**THE INPUT**
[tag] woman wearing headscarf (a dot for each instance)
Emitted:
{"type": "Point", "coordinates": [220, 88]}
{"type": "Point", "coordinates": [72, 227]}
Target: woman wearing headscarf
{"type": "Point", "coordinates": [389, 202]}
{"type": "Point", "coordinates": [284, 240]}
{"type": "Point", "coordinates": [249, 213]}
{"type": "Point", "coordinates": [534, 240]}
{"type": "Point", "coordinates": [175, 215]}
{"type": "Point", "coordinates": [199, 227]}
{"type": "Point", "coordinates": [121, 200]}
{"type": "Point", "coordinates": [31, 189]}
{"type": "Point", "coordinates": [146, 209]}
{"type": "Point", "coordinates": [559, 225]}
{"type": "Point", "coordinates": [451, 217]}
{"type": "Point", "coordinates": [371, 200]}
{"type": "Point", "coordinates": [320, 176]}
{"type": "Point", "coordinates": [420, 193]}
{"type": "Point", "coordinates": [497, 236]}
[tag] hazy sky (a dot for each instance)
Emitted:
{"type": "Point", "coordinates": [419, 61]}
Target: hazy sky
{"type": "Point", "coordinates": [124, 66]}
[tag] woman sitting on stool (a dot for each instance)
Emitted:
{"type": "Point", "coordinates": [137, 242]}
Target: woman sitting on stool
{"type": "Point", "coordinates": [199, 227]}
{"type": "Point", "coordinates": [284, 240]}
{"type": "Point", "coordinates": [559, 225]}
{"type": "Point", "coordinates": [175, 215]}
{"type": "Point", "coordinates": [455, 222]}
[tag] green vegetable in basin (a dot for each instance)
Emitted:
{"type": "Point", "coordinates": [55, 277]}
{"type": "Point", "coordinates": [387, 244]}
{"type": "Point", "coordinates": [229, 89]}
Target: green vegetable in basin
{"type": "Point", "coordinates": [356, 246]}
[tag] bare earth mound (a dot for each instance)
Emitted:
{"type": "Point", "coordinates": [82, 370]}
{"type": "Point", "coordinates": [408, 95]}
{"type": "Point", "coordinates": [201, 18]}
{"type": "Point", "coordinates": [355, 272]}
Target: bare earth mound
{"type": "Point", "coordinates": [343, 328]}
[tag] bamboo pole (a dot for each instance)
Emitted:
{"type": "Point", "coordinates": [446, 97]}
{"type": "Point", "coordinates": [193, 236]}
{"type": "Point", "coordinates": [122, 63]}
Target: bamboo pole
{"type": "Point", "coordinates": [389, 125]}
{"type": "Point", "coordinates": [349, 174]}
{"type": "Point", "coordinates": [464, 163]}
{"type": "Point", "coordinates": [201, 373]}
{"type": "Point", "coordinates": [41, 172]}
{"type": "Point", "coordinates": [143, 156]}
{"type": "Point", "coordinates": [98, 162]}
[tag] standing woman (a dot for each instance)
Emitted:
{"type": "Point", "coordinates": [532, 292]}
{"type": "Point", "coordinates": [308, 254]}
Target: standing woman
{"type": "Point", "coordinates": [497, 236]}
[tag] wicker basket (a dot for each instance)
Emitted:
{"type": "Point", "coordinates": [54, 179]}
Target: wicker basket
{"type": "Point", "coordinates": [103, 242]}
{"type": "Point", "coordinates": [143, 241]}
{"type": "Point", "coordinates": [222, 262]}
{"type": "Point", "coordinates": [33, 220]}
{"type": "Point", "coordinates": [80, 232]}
* * *
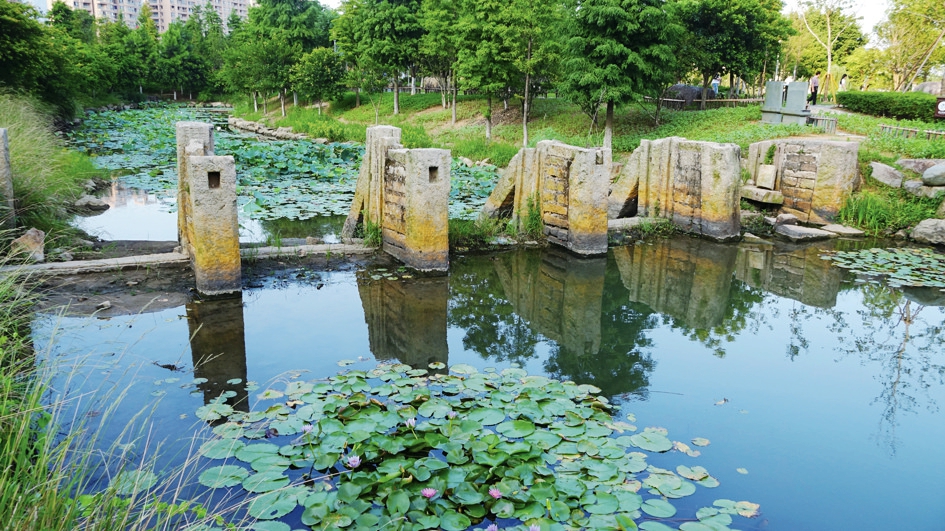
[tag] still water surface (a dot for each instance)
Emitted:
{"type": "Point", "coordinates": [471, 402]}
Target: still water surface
* * *
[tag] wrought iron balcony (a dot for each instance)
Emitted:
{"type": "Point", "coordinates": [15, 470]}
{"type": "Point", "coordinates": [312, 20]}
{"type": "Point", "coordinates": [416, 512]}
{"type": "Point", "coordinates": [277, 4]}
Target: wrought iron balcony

**WORK TO BE COMPLETED**
All lines in the records above that contain "each" are to be reported.

**RESULT OF THIS TASK**
[tag] woman wearing headscarf (a dot for each instance)
[tag] hazy sky (a dot for each instance)
[tag] woman sitting on stool (a dot for each instance)
[tag] green vegetable in basin (a dot for each instance)
[tag] bare earth mound (a dot for each instance)
[tag] bamboo pole (a dot for each instance)
[tag] standing woman (a dot for each instance)
[tag] wicker basket (a dot for each instance)
[tag] still water surface (a dot for each instance)
[tag] wrought iron balcony (a dot for each instance)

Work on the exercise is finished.